TASK DESCRIPTION ::
Copy all the records exactly; the complete set is the expected result.

SUPPLIED DATA ::
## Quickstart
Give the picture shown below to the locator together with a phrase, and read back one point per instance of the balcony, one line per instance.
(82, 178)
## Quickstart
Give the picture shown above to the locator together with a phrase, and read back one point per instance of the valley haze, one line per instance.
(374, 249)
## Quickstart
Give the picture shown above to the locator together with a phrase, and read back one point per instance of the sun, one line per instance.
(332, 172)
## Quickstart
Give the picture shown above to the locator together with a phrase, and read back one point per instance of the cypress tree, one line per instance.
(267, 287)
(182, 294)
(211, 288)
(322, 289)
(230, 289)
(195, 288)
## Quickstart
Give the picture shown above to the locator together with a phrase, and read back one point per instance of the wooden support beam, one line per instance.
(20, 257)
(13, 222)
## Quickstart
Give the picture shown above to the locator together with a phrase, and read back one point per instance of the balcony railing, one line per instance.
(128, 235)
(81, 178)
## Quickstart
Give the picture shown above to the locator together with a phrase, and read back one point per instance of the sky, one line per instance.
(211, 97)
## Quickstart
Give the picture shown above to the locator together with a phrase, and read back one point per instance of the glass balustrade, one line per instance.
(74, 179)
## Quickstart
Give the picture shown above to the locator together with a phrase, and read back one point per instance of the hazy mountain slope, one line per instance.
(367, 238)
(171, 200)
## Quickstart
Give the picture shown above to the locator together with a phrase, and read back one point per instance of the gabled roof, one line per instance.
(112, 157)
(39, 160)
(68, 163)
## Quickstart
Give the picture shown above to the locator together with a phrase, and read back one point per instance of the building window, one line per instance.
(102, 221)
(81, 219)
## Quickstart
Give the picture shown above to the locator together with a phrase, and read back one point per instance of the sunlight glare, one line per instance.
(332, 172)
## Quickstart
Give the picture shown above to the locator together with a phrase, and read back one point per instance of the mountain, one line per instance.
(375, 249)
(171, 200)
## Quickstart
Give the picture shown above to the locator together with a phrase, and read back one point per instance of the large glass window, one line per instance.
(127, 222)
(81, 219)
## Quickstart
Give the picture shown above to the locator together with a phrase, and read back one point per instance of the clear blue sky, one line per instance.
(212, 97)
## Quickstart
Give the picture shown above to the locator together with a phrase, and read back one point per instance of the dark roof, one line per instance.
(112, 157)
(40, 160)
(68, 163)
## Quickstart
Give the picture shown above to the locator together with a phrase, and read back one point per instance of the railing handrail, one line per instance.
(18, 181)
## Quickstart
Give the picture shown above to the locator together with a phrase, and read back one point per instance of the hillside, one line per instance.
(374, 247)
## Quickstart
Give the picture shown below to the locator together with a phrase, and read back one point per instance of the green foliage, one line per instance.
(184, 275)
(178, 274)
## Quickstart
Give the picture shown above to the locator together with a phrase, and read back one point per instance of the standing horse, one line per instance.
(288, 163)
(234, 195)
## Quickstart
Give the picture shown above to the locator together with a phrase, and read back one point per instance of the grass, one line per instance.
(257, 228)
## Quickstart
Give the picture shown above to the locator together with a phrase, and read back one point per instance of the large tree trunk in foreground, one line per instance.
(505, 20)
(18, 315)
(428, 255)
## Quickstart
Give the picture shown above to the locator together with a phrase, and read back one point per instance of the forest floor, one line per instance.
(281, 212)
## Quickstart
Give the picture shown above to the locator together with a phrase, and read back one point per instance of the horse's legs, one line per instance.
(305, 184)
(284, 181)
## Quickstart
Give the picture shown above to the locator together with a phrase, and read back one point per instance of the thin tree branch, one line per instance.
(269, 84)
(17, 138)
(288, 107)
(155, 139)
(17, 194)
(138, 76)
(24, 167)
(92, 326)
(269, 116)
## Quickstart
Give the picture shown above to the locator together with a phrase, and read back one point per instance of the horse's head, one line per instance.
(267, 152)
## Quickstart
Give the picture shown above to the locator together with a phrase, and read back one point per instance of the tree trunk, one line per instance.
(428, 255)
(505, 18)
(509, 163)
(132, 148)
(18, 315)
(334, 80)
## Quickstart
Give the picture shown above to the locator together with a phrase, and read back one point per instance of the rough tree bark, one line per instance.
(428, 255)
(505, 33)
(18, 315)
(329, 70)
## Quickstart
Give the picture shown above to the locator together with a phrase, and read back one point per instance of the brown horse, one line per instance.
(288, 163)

TASK RESPONSE ::
## Quickstart
Give the picture shown below to the locator together with a phrase, and read back one point per instance of the balcony, one line per instance.
(82, 178)
## Quickstart
Give the picture shown above to the locator together with a phrase, and read back one point per instance of the valley haze, one line per instance.
(374, 249)
## Quickstart
Give the picture shown above to the locator together with a phrase, and read back one point per instance of the sun, one line per instance.
(332, 172)
## Quickstart
Give the picture shown above to the locator together with a phrase, and read back one point per instance of the cypress tree, one line per instance.
(267, 287)
(182, 294)
(211, 288)
(322, 289)
(230, 289)
(195, 288)
## Quickstart
Give the picture shown above to the locator together with a phrase, and read back one point per instance of the wooden support beam, one line per instance.
(20, 257)
(13, 222)
## Quickstart
Give the picture shown above to the locator together with a phrase, and read back one point per instance of the balcony railing, one line per instance.
(128, 235)
(81, 178)
## Quickstart
Give the picture shown above to the locator together with a phrase, and read back one point per instance of the sky, one line per instance.
(211, 97)
## Quickstart
Give the picture shown above to the locator together with a phrase, and read back one point per instance of the glass balustrade, one line per instance.
(74, 179)
## Quickstart
Give the picture shown above to the locator together with a phrase, and read back one point per instance of the hazy mountain slope, one line per instance.
(367, 238)
(171, 200)
## Quickstart
Give the picture shown above to the locator together with a phrase, and read back one point per instance of the gabled roof, one line per instance.
(112, 157)
(39, 160)
(68, 163)
## Quickstart
Give the picture shown above to the locator together with a phrase, and read back one point per instance of the building window, one line per instance.
(102, 221)
(81, 219)
## Quickstart
Give the picture shown above to the locator together with a phrase, and read back one point per instance of the sunlight glare, one line per instance.
(332, 172)
## Quickstart
Give the picture shown above to the locator together with a phrase, and read back one point per instance of the mountain, one line per instance.
(375, 249)
(171, 200)
## Quickstart
Give the picture shown above to the locator together with a phrase, and read back one point per instance of the large glass window, one line per instance.
(127, 222)
(81, 219)
## Quickstart
Give the picture shown above to the locator together with a phrase, and read back one point per instance of the clear blue sky, one line per instance.
(212, 97)
## Quickstart
Give the picture shown above to the locator together with a phrase, and read back one point per instance of the dark roof, one line per instance.
(112, 157)
(40, 160)
(68, 163)
## Quickstart
Give the picture shown above to the locator together with a phrase, and read back one point per instance of the railing handrail, one line per instance.
(18, 181)
## Quickstart
Give the picture shown above to the locator together with a phrase, and read back one point per instance of the hillside, one line per instance.
(374, 247)
## Quickstart
Give the picture shown below to the locator together with a phrase, and read back one point per instance of the green foliage, one line per instance.
(184, 275)
(178, 274)
## Quickstart
Give the picture shown above to the locator together with a phrase, and read back one point per instance of the standing horse, one line per instance.
(288, 163)
(234, 195)
## Quickstart
Give the picture shown above to the locator together with a phrase, and read back one point per instance of the grass, one line per instance.
(257, 228)
## Quickstart
Give the picture shown above to the locator together with a phrase, and read back one point per instance of the large tree trunk in foreground, one line per instance.
(505, 20)
(18, 315)
(428, 255)
## Quickstart
Give the picture shown above to the locator together with a phrase, and read back one point per instance of the forest floor, one line per instance.
(281, 212)
## Quickstart
Give the picture shown above to the locator together with a phrase, and read back one point per instance of the horse's legs, one line per instance.
(305, 184)
(284, 181)
## Quickstart
Give the picture shown above to the locator together with a phrase, and read back one point per instance of the thin tree branch, one line per instance.
(269, 84)
(17, 138)
(288, 107)
(155, 139)
(17, 194)
(138, 76)
(24, 167)
(92, 326)
(269, 116)
## Quickstart
Give the picture shown above to the locator together with a phrase, and read back one point per instance of the horse's head, one line per instance.
(267, 152)
## Quickstart
Give the picture shown above to the locator together with a phrase, and read back one point per instance of the tree trunk, one line per instance.
(428, 255)
(505, 18)
(509, 163)
(132, 148)
(18, 315)
(334, 80)
## Quickstart
Give the picture shown above to the locator together with a phrase, and read back one point per instance of the rough tree bark, one line per instance.
(428, 255)
(505, 33)
(18, 315)
(329, 70)
## Quickstart
Give the picture shown above to the locator together with a phrase, and read back one point per instance of the brown horse, one line per instance.
(288, 163)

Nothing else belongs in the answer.